▶ 任務指令 1: 請把記錄中從含有「Tag the blue sky」的那一行起，到含有「[(300, 89)]」的那一行為止（首尾兩行都包括在內）的各行重新寫出，標註要求一併照抄，只把答案裡的每個座標值乘以2.3，並四捨五入取整（逢五進位）。只需寫出這些行。

▶ 閱讀文段:

----------------------------------------

走馬觀花看城管 (第二篇)
薊州孟凡生作於2009年9月4日
再看一下城市街道旁邊的售貨攤點問題。請注意我說的是路旁攤點,不是路面上的攤點,因爲我國有明確的法律規定,路面上是禁止擺攤設點和涼曬雜物的。
在薊縣城裡大街上溜達時,不知你們是否注意過這種奇怪的現象。有許多時候,路旁攤點特別多,賣什麼的都有。不但在馬路崖子上面賣,有不少人還佔用瀝青路面的非機動車道。尤其是夏季的晚上,鼓樓東側的大街上,出小攤的人更多。可是偶爾的一兩天,大街兩旁靜悄悄的一個出攤的都沒有,問出攤人怎麼回事?說是“上級”要來檢查不讓出攤,等檢查的走了再出攤。當然,他們也說不清這個來檢查的“上級”是哪一級,是黨中央國務院?還是國家的哪個部委?還是天津市政府?還是市府的哪個部門?不過我總覺得薊縣城管部門對“上級”採取了陰奉陽違的手段,給老百姓和上級“攏對兒”(製造矛盾)。他們的意思是:“上級”不讓老百姓在城裡的街道上擺攤設點,我們體諒老百姓的疾苦,才睜一眼閉一眼,平時不認真制止你們。你們不滿意也應該怨“上級”,對我們應該感謝纔對。明天“上級”來檢查,你們也要給我們個面子,在家歇兩天吧。薊縣的老百姓也算聽話,說不讓出攤就不出攤,但是一邊休息一邊埋怨“上級”
我覺得“上級”不一定有不許老百姓在縣城內路旁擺攤設點的規定,現在不是左傾政策的時代,講的是科學發展觀。什麼是科學發展,就是要明白社會存在決定社會意識,就是按照社會發展規律、經濟規律辦事。一個城鎮街道旁邊有沒有路旁攤點,不是這個城鎮的管理者主觀意志決定的,而是由經濟發展水平決定的。經濟落後的地方,路旁攤點就多,經濟發達的地方,就沒有路旁攤點。到美國和西歐去旅遊的人都說那些國家的城市街道是沒有路旁攤點的,但是經濟不發達的第三世界國家就解決不了這個問題。我國自己都承認是“發展中國家”,“上級”能象過去“割資本主義尾巴”那樣搞“一刀切”,規定任何城鎮的街道都不許出現路旁攤點嗎?如果說“上級”有一個關於不同類型的城市中街道容貌的不同標準,其中涉及到什麼類型的城市街道兩旁無路旁攤點,這是可能的,也是合理的。但“上級”這樣規定的本意,並不是不許可經濟不發達地區街道路旁擺攤設點,而是把城市“街道兩旁無攤點”作爲發展到某一等級城市的標誌,想看你這個城市的市容市貌,是否發展到“街道兩側無攤點”的水平。這和“上級”不讓出攤根本不是一回事。如果我們的城鎮沒有達到“街道兩旁無攤點”的地步,卻要作出無攤點的樣子給“上級”看,這不就是打腫臉充胖子嗎。

----------------------------------------

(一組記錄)

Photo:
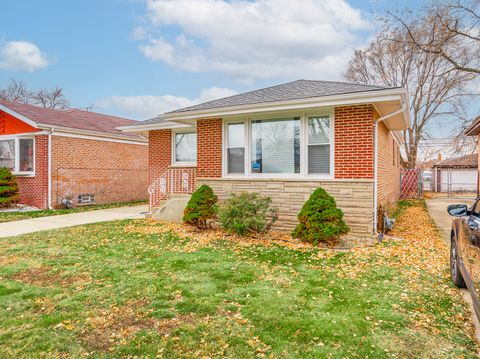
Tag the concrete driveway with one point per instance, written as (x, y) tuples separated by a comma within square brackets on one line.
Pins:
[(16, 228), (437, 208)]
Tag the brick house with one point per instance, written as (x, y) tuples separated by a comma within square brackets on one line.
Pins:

----------------------------------------

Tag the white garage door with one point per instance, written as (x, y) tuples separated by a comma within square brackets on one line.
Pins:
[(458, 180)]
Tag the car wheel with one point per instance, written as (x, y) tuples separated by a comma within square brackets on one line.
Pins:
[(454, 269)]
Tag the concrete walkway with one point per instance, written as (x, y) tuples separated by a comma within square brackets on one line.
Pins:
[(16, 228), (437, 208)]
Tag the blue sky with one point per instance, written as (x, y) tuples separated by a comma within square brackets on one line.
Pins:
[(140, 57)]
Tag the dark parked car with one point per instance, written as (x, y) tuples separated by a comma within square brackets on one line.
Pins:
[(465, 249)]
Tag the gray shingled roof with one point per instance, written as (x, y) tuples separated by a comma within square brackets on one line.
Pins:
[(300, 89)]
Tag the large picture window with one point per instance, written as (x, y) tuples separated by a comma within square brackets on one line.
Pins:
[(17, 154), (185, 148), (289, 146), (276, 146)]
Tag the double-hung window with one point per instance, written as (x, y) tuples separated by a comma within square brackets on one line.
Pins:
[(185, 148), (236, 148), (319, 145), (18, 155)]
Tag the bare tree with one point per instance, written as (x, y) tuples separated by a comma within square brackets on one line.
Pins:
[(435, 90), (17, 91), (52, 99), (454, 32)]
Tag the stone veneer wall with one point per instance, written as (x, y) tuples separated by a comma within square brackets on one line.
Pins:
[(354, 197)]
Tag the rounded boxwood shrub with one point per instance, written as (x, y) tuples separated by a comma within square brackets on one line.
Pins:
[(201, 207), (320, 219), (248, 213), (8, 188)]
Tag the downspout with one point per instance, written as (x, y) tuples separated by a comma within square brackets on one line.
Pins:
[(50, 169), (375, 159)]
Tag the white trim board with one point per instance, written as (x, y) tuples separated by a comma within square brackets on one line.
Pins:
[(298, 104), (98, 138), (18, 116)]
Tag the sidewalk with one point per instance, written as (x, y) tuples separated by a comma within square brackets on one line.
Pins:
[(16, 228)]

----------------------------------------

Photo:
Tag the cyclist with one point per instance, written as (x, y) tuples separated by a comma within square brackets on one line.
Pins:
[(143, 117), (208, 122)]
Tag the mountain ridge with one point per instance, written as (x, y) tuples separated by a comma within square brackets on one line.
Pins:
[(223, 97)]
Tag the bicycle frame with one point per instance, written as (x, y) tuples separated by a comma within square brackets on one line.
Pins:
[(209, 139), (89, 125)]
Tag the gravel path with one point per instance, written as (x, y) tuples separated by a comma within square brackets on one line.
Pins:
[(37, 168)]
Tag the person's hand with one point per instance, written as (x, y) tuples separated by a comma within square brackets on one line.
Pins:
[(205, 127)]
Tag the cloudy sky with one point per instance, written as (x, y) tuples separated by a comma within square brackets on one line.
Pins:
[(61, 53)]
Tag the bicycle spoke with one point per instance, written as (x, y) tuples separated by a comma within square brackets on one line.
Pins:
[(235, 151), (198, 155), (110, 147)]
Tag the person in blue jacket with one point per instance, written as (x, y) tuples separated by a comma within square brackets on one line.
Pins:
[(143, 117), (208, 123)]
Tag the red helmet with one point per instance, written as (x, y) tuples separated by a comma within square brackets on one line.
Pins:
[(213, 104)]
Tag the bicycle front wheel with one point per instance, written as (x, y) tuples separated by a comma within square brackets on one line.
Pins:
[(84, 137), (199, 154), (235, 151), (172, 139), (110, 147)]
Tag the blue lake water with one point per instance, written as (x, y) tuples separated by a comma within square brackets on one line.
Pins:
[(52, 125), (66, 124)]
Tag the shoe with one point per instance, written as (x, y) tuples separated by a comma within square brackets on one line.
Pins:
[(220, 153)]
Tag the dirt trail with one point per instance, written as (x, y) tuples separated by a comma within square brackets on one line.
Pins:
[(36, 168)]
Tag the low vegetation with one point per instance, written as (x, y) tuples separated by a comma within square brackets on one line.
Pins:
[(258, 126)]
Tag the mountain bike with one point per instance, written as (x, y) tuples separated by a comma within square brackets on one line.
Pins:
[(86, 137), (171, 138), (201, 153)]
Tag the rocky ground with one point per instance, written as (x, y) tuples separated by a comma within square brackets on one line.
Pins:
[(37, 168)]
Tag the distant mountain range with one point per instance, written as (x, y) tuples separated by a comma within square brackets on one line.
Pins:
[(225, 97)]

----------------------------------------

▶ 任務指令 2: 能否從這篇談薊縣城管與路旁攤點的文章最後一句之後接著往下續寫？

▶ 輸出結果 1:
Tag the blue sky with one point per instance, written as (x, y) tuples separated by a comma within square brackets on one line.
Pins:
[(322, 131)]
Tag the dark parked car with one point per instance, written as (x, y) tuples separated by a comma within square brackets on one line.
Pins:
[(1070, 573)]
Tag the gray shingled roof with one point per instance, written as (x, y) tuples separated by a comma within square brackets on one line.
Pins:
[(690, 205)]

▶ 輸出結果 2:
還是看看我們的首都北京是怎麼對待這個問題的吧,就以我看到的北京街道兩側的擺攤設點景況爲例來說,我覺得北京大街兩側有無路旁攤點,好象不單單靠人力約束和制度規定的,而是由市場需求決定的。
改革開放前,在北京買東西都要去商店,路邊沒有擺攤設點的。但那時爲方便羣衆,一些賣蔬菜副食的國營商店,也會組織流動售貨車到居民社區去,搞送貨上門活動,這等於某些街道上有流動的攤點。改革開放後,北京人也兩極分化了,經濟收入上差距很大,就說工薪層吧,月收入萬元以上的不在少數,月收入四五千元以上的人士更多;但是中小國營企業的下崗職工,每月的生活費不過三五百元,月收入不足千元的打工族更是大有人在。人們經濟收入上的差距,客觀上形成了不同方式的市場需求,因此不同的商品供應形式也就應運而生。中高收入人羣買東西大多開着車去超市或者專賣店,他們說超市和專賣店的商品質量沒問題,明碼標價,貴賤不說心理平衡。他們認爲,路旁小攤商品質量沒保障,缺斤少兩,看人行事瞎要價,容易被“宰”。 在餐飲方面,他們認爲路邊小吃不衛生,路面塵土汽車尾氣都沾在食物上。所以,他們及其小孩都去正規飯店裡面就餐或者買飯菜。在這些人集中居住的富人區,路旁攤點是沒有市場的。低收入人羣則不然,因爲路旁攤點距離自己工作和生活的處所近,買着方便,而且價格低(沒有房租的成本),就顧不得什麼衛生、質量保障了,而且這些人衣着打扮簡單樸素,一般不買那些價格高的反季節水果和蔬菜,他們心裡裝的都是柴米油鹽醬醋茶,懂得市場行情,也會砍價,會貨比三家,你要價高了他不買,小商販也不容易“宰”他們。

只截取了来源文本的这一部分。